- [DATA PROVIDED]:
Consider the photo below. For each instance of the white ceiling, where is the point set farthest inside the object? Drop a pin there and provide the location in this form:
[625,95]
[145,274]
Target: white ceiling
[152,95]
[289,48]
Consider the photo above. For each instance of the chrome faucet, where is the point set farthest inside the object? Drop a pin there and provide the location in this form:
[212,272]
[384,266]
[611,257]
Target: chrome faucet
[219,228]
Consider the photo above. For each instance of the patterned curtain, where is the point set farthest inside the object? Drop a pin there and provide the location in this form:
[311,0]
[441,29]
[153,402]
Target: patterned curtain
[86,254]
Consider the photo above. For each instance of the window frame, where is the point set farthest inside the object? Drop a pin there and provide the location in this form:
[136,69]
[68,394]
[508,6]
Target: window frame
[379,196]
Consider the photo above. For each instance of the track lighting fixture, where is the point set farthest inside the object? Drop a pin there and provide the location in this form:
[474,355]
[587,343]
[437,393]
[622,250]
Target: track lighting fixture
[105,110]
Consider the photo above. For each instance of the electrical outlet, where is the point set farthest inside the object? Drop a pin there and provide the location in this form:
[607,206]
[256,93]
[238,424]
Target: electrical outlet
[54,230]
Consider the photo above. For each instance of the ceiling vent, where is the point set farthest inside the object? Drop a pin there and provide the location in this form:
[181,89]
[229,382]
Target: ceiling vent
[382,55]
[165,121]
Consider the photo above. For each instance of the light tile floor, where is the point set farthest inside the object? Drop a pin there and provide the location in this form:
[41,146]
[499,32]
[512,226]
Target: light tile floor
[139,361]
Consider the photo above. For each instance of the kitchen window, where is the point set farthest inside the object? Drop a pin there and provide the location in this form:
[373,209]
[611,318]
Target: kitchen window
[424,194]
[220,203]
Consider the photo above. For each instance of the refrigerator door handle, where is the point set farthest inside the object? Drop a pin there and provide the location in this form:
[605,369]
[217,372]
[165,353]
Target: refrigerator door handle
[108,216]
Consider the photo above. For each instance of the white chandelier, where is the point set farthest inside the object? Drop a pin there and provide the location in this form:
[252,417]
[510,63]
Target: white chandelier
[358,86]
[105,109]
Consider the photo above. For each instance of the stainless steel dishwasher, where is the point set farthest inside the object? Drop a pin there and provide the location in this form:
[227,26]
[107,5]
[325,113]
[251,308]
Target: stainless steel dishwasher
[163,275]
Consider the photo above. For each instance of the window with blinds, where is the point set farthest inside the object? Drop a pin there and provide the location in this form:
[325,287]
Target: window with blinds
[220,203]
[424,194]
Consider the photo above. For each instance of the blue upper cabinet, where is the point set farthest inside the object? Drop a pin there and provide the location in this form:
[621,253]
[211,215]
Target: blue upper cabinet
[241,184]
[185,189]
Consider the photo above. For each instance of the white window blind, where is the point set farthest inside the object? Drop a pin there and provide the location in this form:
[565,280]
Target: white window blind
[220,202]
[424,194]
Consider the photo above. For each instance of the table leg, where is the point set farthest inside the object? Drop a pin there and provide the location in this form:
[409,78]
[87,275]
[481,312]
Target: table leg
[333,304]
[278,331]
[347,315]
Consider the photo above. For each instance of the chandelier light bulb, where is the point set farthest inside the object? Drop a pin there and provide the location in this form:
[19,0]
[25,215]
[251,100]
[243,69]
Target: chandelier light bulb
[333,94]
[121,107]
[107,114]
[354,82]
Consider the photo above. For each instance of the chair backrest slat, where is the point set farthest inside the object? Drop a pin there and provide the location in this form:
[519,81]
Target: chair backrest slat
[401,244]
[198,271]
--
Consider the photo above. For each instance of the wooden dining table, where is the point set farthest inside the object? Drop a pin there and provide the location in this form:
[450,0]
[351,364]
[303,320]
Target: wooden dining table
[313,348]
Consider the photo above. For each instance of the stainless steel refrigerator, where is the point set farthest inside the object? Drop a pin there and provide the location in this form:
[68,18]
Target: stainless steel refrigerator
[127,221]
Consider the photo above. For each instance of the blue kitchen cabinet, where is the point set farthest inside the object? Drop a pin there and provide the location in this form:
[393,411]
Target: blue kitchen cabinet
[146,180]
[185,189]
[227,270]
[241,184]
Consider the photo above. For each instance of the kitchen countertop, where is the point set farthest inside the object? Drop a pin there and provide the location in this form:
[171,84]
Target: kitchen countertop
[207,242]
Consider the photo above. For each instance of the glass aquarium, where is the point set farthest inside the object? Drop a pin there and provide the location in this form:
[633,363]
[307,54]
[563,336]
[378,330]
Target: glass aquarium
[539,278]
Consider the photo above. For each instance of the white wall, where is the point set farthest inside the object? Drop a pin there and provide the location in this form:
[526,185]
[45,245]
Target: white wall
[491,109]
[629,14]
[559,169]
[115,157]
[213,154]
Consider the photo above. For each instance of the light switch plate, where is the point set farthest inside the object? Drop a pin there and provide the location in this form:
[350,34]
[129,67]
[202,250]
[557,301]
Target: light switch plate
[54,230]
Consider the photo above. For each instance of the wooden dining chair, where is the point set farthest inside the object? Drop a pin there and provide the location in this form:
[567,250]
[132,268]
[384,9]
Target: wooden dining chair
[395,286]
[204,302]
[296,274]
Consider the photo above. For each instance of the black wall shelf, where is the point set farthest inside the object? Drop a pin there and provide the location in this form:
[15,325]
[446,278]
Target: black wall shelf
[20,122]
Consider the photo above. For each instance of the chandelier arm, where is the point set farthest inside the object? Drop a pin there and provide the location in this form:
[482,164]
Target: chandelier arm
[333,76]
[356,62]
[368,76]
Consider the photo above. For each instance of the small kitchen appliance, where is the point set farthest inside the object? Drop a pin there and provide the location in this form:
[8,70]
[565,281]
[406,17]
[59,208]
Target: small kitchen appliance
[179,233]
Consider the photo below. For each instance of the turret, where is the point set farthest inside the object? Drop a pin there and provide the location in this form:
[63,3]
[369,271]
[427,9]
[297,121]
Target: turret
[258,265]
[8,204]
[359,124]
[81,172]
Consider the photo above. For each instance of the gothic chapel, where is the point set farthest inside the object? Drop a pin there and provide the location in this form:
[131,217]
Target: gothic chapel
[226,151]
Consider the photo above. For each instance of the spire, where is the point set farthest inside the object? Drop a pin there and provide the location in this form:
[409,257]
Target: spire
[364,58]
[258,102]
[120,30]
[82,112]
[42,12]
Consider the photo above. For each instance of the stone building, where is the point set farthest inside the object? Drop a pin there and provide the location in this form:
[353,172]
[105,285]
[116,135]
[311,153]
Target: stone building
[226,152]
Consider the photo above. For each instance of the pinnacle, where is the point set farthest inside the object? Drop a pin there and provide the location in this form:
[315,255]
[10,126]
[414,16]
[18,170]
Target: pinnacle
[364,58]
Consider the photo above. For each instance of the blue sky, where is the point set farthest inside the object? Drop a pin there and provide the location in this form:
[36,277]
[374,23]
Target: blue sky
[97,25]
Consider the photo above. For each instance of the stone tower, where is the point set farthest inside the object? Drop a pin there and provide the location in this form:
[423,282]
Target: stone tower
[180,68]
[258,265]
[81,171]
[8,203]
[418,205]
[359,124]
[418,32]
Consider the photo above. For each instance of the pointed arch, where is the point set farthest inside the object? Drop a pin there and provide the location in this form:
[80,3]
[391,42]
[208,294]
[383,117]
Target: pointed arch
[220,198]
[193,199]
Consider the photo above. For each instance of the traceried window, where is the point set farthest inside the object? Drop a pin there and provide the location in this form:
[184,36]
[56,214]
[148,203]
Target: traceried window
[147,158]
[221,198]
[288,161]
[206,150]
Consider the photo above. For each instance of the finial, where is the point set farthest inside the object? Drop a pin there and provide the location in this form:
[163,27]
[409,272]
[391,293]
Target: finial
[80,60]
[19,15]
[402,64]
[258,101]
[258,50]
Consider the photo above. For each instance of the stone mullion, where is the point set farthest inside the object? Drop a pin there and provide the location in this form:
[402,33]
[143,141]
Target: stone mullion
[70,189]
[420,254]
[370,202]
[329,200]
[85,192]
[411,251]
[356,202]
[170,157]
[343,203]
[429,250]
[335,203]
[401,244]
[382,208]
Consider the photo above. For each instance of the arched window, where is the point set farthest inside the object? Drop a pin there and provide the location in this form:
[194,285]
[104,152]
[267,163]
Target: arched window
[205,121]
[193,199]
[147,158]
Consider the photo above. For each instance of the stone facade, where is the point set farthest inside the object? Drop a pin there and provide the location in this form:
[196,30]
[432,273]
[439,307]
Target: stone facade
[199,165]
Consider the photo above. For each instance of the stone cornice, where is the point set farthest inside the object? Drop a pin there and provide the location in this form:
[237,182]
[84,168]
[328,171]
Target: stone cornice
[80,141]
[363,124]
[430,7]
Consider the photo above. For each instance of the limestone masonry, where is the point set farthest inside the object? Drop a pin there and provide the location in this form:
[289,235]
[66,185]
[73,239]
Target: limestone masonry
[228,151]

- [WHAT YOU ARE ASKED TO DO]:
Copy each line of the listing that carries the string "below".

- [TASK RESPONSE]:
Consider the photo below. For each instance of the white ceiling, where is the point set farthest inside the object? Drop a pin there and provide the location in this form:
Consider the photo below. For each instance of the turret, where is the point set farthest inside the object? Drop a pin there and provide the location in this form:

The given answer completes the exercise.